§ **TEXT TO READ**

Too Many URLs Spoil the SEO: Fixing a Common Ecommerce Duplicate Content Problem

A common SEO problem for ecommerce sites is CMS (content management systems) that create different URLs for a product that lives under multiple categories. The main reason this is bad for SEO is search engines only allocate so much bandwidth to crawling your site. If most or all of your product pages have duplicates, you’re less likely to get your site fully crawled and indexed — meaning lost organic search opportunity.

The above shows 6 copies of the product page for Abercrombie’s Clarissa skirt are currently indexed in Google. Half of the links lead to a 404 page, the rest look like this:

http://www.abercrombie.ca/webapp/wcs/stores/servlet/ProductDisplay?storeId=11306&catalogId=10901&productId=482314&langId=-1&categoryId=12280&parentCategoryId=12203&colorSequence=01

http://www.abercrombie.ca/webapp/wcs/stores/servlet/ProductDisplay?langId=-1&storeId=11306&productId=482314&parentCategoryId=12203&catalogId=10901&categoryId=12280

http://www.abercrombie.ca/webapp/wcs/stores/servlet/product_11306_10901_482314_-1_12280_12203

The best practice is to use a global alias for the product page URL for the UI to look up and render instead of the category-specific URL. If you wish to maintain breadcrumb trails, use a session ID or cookie to track which categories the customer clicked to locate the product. If the visitor lands on the page without browsing through a category menu (search engine referral, affiliate link, PPC ad, email, site search etc), default to a parent category.

§ **EXTRACTED DATA**
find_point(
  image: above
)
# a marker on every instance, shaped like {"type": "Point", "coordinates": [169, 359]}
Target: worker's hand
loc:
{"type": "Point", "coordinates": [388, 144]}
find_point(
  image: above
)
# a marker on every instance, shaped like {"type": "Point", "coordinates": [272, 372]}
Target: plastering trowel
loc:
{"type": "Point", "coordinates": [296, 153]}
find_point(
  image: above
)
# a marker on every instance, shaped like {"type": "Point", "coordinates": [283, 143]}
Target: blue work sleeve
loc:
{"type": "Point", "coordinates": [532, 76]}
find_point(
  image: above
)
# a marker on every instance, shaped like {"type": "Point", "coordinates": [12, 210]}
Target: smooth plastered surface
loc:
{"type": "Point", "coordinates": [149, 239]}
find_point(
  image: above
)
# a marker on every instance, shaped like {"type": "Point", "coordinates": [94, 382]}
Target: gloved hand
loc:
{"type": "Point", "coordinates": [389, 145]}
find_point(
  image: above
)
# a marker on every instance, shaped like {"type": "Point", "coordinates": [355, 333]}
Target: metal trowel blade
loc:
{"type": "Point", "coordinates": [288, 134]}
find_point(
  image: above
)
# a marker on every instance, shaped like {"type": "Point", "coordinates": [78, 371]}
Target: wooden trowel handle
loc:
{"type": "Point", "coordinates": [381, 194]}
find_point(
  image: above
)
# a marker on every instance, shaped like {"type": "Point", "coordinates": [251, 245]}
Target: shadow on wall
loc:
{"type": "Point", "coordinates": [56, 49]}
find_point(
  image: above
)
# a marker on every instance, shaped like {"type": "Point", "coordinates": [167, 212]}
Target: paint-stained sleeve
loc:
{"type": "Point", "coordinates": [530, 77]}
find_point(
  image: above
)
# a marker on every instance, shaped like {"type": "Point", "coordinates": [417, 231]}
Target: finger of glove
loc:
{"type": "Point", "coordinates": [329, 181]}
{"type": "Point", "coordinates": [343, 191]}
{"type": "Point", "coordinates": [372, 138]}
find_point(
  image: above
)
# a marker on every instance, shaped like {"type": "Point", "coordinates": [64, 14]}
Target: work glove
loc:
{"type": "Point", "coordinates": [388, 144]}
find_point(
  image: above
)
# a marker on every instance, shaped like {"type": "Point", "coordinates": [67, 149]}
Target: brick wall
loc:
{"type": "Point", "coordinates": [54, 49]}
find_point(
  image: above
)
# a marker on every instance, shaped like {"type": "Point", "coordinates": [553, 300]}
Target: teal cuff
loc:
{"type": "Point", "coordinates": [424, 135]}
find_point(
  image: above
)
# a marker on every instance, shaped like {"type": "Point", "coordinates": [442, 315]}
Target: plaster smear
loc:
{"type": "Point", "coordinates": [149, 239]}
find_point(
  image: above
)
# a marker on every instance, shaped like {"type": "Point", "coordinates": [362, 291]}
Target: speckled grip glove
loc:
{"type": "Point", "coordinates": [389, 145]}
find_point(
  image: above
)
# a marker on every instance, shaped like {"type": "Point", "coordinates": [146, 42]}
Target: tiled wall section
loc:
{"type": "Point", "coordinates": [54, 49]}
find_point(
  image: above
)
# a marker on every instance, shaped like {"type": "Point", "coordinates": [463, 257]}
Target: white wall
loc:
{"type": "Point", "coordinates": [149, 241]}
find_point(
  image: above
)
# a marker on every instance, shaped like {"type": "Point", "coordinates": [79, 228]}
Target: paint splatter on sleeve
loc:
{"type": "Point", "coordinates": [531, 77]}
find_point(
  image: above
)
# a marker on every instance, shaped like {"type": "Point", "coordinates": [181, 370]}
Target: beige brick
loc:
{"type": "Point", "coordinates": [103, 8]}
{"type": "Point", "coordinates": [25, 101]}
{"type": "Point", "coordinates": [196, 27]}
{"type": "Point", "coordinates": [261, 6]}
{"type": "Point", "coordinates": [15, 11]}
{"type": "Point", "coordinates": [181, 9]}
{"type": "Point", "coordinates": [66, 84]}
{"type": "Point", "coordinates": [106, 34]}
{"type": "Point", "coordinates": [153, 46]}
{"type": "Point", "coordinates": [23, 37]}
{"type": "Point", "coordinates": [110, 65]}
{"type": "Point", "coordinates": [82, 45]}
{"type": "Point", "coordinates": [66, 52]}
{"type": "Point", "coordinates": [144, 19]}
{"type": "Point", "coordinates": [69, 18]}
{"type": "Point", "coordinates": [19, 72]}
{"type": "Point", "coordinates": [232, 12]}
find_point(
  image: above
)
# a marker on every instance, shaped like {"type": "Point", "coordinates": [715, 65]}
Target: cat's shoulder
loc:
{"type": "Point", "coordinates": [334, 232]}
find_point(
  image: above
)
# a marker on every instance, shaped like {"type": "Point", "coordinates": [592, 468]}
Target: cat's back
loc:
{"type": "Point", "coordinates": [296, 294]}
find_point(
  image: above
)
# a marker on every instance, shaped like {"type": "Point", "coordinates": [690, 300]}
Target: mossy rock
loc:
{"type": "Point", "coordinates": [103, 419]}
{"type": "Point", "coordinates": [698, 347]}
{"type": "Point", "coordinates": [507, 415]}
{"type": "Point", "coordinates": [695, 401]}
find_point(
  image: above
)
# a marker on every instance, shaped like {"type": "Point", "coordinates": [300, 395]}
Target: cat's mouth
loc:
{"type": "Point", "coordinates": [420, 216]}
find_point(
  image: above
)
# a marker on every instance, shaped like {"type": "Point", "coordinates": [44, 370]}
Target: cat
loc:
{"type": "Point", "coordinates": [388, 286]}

§ **TASK STATEMENT**
Print the article on ecommerce duplicate URLs in full, word for word. The entries have no connection to the article on ecommerce duplicate URLs.

§ **TASK ANSWER**
Too Many URLs Spoil the SEO: Fixing a Common Ecommerce Duplicate Content Problem

A common SEO problem for ecommerce sites is CMS (content management systems) that create different URLs for a product that lives under multiple categories. The main reason this is bad for SEO is search engines only allocate so much bandwidth to crawling your site. If most or all of your product pages have duplicates, you’re less likely to get your site fully crawled and indexed — meaning lost organic search opportunity.

The above shows 6 copies of the product page for Abercrombie’s Clarissa skirt are currently indexed in Google. Half of the links lead to a 404 page, the rest look like this:

http://www.abercrombie.ca/webapp/wcs/stores/servlet/ProductDisplay?storeId=11306&catalogId=10901&productId=482314&langId=-1&categoryId=12280&parentCategoryId=12203&colorSequence=01

http://www.abercrombie.ca/webapp/wcs/stores/servlet/ProductDisplay?langId=-1&storeId=11306&productId=482314&parentCategoryId=12203&catalogId=10901&categoryId=12280

http://www.abercrombie.ca/webapp/wcs/stores/servlet/product_11306_10901_482314_-1_12280_12203

The best practice is to use a global alias for the product page URL for the UI to look up and render instead of the category-specific URL. If you wish to maintain breadcrumb trails, use a session ID or cookie to track which categories the customer clicked to locate the product. If the visitor lands on the page without browsing through a category menu (search engine referral, affiliate link, PPC ad, email, site search etc), default to a parent category.